- _Given task_
Rewrite the lines of the listing below, from the line containing "Where can the weathered" through the end of the listing, as a JSON list of strings with one string per line, leaving out any blank lines.

- _Location identification entries_
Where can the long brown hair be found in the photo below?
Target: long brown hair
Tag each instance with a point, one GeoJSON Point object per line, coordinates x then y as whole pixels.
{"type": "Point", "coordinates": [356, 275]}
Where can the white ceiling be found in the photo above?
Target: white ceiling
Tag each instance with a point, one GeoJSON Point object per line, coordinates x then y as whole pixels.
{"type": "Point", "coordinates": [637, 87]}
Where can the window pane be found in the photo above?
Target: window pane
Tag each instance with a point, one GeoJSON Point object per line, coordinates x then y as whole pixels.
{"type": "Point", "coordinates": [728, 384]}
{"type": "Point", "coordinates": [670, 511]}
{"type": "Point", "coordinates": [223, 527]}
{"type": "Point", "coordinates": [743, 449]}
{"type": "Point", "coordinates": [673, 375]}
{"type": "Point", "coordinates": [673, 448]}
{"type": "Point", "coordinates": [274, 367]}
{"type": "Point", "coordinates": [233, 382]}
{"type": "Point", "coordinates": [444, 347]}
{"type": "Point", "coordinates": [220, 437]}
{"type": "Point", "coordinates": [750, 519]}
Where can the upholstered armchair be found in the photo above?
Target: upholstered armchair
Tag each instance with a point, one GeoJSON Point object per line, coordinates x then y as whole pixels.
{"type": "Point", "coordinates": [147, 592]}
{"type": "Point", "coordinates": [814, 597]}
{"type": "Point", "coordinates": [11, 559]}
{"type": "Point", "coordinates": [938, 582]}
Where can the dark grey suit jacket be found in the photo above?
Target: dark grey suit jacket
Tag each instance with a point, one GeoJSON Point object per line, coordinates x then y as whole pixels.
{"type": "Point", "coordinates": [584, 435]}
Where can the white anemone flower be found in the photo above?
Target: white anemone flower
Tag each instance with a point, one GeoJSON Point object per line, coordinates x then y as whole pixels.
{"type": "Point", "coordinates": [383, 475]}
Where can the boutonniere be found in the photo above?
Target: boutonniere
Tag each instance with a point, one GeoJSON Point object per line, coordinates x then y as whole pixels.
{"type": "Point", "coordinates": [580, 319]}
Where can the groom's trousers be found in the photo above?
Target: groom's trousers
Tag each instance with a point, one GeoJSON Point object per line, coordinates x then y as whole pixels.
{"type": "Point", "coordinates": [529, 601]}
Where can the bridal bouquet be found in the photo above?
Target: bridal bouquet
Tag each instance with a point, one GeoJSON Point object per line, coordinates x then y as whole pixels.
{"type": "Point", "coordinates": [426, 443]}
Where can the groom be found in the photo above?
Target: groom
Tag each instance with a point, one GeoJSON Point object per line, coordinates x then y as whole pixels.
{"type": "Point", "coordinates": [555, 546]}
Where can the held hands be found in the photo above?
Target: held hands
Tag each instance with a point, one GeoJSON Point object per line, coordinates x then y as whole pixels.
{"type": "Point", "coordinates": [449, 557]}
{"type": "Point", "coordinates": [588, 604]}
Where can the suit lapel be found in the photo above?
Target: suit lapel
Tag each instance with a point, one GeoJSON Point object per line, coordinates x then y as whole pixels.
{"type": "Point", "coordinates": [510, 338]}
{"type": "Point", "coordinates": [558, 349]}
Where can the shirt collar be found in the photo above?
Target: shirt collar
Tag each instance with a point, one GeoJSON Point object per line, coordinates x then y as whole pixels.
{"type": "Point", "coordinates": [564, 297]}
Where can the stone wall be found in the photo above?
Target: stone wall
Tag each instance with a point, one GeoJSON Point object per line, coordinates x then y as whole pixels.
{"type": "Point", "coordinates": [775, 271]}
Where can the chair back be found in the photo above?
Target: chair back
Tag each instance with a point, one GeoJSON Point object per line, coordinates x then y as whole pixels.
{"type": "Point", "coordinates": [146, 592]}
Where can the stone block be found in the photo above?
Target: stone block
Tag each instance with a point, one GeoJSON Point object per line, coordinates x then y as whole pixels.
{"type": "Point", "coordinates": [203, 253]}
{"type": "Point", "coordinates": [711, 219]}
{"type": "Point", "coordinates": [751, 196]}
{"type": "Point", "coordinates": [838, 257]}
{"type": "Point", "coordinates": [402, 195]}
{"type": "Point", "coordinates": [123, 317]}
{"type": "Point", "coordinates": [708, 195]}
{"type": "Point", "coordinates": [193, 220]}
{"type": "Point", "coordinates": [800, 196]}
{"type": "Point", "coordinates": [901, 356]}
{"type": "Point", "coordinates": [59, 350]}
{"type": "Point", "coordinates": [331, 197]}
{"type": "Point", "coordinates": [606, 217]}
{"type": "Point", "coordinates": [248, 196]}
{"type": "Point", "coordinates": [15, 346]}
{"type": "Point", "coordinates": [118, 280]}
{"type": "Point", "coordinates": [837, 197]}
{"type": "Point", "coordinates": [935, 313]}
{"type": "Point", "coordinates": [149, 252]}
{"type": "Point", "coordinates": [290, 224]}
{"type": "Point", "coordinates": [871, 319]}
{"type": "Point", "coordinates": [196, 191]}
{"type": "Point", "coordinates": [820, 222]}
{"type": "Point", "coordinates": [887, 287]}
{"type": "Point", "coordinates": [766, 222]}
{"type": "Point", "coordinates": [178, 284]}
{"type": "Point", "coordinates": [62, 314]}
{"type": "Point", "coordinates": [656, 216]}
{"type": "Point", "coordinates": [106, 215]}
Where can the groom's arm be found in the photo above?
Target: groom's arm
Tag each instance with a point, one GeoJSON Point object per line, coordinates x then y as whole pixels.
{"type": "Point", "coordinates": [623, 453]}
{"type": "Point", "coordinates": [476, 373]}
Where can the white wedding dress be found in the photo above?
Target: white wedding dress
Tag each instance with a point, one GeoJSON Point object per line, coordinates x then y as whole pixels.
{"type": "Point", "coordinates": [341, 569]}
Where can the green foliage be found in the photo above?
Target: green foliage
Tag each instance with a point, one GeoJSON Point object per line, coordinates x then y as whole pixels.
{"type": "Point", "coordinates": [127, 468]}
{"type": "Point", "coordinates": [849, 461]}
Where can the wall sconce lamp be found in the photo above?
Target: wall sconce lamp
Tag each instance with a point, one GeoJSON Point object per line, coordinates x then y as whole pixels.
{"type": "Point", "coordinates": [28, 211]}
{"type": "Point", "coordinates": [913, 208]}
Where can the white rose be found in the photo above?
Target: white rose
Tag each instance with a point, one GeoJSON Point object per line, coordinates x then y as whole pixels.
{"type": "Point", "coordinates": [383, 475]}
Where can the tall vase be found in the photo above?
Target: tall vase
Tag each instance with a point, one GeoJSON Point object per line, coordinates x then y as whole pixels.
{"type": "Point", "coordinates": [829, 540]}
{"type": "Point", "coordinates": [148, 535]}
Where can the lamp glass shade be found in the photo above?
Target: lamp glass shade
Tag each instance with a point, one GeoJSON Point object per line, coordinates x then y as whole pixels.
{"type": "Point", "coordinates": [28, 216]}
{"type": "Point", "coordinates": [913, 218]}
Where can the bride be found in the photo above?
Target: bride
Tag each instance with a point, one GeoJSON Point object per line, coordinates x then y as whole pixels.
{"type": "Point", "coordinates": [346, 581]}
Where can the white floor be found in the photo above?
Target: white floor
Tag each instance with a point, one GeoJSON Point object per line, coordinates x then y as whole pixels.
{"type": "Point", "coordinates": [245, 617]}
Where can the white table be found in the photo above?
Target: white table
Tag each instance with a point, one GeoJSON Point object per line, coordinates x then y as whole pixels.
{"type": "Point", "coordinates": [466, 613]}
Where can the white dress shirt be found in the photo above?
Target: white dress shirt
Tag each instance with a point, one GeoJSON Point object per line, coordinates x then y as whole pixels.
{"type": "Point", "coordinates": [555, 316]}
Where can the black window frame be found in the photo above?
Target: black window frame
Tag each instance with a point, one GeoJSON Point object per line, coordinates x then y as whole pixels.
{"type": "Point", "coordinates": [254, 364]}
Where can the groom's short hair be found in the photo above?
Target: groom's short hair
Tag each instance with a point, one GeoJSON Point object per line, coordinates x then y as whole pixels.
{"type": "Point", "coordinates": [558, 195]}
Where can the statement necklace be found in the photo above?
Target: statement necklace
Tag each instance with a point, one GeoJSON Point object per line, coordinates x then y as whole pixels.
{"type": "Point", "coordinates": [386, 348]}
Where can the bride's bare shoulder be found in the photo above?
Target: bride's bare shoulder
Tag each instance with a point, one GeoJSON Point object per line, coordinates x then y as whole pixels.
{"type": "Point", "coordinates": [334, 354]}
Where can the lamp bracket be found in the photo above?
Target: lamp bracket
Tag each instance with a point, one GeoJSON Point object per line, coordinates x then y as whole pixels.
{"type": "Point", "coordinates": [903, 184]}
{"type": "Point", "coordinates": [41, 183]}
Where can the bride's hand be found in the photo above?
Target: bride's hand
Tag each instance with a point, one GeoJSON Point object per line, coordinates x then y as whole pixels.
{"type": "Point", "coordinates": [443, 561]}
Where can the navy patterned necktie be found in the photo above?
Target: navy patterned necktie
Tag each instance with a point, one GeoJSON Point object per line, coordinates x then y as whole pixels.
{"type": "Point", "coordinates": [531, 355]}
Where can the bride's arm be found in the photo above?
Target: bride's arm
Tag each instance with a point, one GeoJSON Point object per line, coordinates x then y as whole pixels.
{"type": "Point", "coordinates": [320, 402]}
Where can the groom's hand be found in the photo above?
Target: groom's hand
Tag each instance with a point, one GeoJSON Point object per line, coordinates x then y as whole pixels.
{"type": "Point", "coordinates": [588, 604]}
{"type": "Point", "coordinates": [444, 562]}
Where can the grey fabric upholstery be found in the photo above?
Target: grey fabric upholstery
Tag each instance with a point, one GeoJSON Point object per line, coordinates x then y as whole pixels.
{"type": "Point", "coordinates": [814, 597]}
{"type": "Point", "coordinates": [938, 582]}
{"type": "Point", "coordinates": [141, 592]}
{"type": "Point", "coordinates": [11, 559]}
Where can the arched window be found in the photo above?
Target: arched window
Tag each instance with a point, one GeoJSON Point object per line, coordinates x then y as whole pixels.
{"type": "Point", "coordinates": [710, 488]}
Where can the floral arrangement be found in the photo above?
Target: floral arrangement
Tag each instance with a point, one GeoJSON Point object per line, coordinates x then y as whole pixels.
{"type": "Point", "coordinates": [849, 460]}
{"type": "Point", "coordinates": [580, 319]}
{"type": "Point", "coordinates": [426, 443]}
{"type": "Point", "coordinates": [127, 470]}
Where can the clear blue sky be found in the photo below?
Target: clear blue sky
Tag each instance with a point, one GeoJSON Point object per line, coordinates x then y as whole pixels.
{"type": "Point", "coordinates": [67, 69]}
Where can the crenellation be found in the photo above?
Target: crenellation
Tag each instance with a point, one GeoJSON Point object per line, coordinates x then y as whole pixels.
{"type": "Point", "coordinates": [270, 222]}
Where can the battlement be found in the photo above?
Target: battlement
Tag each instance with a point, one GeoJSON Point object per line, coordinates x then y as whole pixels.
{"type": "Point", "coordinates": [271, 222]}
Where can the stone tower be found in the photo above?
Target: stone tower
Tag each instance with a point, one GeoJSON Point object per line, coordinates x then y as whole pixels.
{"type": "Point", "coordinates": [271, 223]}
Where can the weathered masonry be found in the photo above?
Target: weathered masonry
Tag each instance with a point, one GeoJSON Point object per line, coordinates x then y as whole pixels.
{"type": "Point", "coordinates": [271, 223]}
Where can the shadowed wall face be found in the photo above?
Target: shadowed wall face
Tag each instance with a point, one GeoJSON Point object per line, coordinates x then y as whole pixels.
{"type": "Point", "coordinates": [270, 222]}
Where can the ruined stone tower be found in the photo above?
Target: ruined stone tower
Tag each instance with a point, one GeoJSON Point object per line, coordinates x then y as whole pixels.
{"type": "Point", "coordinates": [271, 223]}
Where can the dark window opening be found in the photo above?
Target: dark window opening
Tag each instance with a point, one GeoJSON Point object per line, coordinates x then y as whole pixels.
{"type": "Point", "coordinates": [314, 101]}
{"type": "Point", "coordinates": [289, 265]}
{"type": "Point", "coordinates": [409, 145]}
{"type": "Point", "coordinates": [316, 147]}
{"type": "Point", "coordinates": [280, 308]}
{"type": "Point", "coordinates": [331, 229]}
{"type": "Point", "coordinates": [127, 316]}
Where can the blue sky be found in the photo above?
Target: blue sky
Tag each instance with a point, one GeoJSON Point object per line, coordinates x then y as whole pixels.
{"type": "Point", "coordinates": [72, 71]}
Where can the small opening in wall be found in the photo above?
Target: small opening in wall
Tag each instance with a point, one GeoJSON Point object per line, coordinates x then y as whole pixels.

- _Reply_
[
  "Where can the weathered masonry be found in the photo above?",
  "Target: weathered masonry",
  "Tag each instance with a point, one GeoJSON Point object per line, coordinates x then y as whole pixels.",
  "{\"type\": \"Point\", \"coordinates\": [271, 223]}",
  "Where can the shadowed wall face be found in the photo above?",
  "Target: shadowed wall face",
  "Tag each instance with a point, one GeoJSON Point object per line, coordinates x then y as whole pixels.",
  "{\"type\": \"Point\", \"coordinates\": [270, 222]}",
  "Where can the ruined stone tower be found in the photo above?",
  "Target: ruined stone tower",
  "Tag each instance with a point, one GeoJSON Point object per line, coordinates x then y as whole pixels.",
  "{\"type\": \"Point\", \"coordinates\": [271, 223]}",
  "Where can the dark window opening be found in the photo above?",
  "Target: dark window opening",
  "Tag each instance with a point, one GeoJSON Point object per line, coordinates x then y as whole pixels.",
  "{\"type\": \"Point\", \"coordinates\": [314, 101]}",
  "{\"type\": \"Point\", \"coordinates\": [289, 265]}",
  "{\"type\": \"Point\", \"coordinates\": [409, 145]}",
  "{\"type\": \"Point\", \"coordinates\": [316, 147]}",
  "{\"type\": \"Point\", \"coordinates\": [280, 308]}",
  "{\"type\": \"Point\", \"coordinates\": [331, 229]}",
  "{\"type\": \"Point\", \"coordinates\": [127, 316]}",
  "Where can the blue sky be found in the photo above?",
  "Target: blue sky",
  "Tag each instance with a point, one GeoJSON Point object per line, coordinates x then y as whole pixels.",
  "{\"type\": \"Point\", \"coordinates\": [72, 71]}",
  "Where can the small opening in wall be found in the photo above?",
  "Target: small opening in wall",
  "Tag each instance with a point, one GeoJSON Point object per line, coordinates x then y as whole pixels."
]